**Task goal:** Whatever the records say, give every one of them again exactly.

[Stored data]
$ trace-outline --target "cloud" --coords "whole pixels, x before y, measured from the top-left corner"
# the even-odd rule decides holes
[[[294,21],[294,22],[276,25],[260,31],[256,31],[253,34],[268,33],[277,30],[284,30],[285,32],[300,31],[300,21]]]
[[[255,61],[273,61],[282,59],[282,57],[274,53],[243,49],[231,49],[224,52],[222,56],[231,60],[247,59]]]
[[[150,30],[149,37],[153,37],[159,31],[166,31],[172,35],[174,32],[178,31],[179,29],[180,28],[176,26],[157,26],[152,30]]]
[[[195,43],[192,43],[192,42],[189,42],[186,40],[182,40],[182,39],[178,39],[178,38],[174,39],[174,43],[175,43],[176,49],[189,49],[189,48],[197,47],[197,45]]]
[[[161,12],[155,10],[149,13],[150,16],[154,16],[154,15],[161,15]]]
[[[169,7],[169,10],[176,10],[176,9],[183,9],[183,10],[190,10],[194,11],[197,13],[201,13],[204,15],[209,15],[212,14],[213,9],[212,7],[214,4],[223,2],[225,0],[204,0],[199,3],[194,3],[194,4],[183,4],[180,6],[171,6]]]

**Response to the exercise:**
$ trace-outline --target "cloud" --coords "whole pixels, x before y, measured from the top-left corner"
# the even-odd rule decides holes
[[[294,21],[294,22],[276,25],[260,31],[256,31],[253,34],[268,33],[277,30],[284,30],[285,32],[300,31],[300,21]]]
[[[255,61],[273,61],[282,59],[282,57],[274,53],[243,49],[231,49],[224,52],[222,56],[231,60],[247,59]]]
[[[150,30],[149,37],[153,37],[159,31],[166,31],[172,35],[174,32],[178,31],[179,29],[180,28],[176,26],[157,26],[152,30]]]
[[[195,43],[192,43],[192,42],[189,42],[186,40],[182,40],[182,39],[178,39],[178,38],[174,39],[174,43],[175,43],[176,49],[189,49],[189,48],[197,47],[197,45]]]
[[[161,12],[155,10],[149,13],[150,16],[154,16],[154,15],[161,15]]]
[[[169,7],[169,10],[176,10],[176,9],[183,9],[183,10],[190,10],[194,11],[197,13],[201,13],[204,15],[209,15],[212,14],[213,9],[212,7],[214,4],[223,2],[225,0],[204,0],[199,3],[194,3],[194,4],[183,4],[180,6],[171,6]]]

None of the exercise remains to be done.